* _The problem_: Your output should consist solely of the lines from the one with "sky in the photo above." through the end of the records, reproduced exactly, both ends included.

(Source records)
....

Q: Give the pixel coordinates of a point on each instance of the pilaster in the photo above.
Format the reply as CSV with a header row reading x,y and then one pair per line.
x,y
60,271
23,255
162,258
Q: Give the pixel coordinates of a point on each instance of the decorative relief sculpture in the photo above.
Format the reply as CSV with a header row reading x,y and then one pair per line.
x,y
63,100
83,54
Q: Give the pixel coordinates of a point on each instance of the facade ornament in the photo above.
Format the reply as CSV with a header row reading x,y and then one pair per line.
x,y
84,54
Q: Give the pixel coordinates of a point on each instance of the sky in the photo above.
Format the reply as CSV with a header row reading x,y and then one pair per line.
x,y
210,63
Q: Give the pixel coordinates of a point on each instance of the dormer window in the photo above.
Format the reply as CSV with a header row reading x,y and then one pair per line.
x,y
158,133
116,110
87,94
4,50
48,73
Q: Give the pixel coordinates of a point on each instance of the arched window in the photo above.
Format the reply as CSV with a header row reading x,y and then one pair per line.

....

* _Output of the exercise_:
Q: Give the pixel coordinates of a point on each instance of the sky in the photo above.
Format the reply as CSV with a header row reading x,y and then one pair per line.
x,y
210,63
Q: Give the pixel coordinates of a point on each instance of the dormer window in the photo above.
Format the reply as CSV with a header row reading x,y and then one pair per line.
x,y
158,133
116,110
87,94
4,50
48,73
Q: Give the pixel coordinates of a point on each instance of the arched window in the photo above.
Format the reply as CSV with a header row reading x,y and then one pair per line.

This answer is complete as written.